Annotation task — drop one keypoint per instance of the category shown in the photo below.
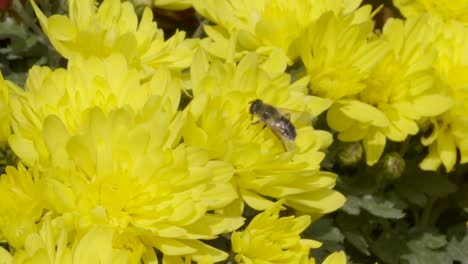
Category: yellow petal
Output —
(365, 113)
(336, 258)
(447, 150)
(374, 145)
(432, 105)
(432, 160)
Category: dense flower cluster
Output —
(143, 148)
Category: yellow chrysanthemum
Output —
(113, 28)
(447, 10)
(51, 244)
(5, 123)
(400, 90)
(338, 55)
(108, 83)
(450, 129)
(21, 205)
(219, 121)
(270, 238)
(335, 258)
(127, 171)
(173, 4)
(266, 26)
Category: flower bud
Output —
(393, 165)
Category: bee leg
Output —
(254, 123)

_____

→ **PROMPT**
Every line above carrying the word "yellow" needs to be shown.

→ **WRITTEN RESPONSE**
Category: yellow petal
Category: yellow chrysanthemum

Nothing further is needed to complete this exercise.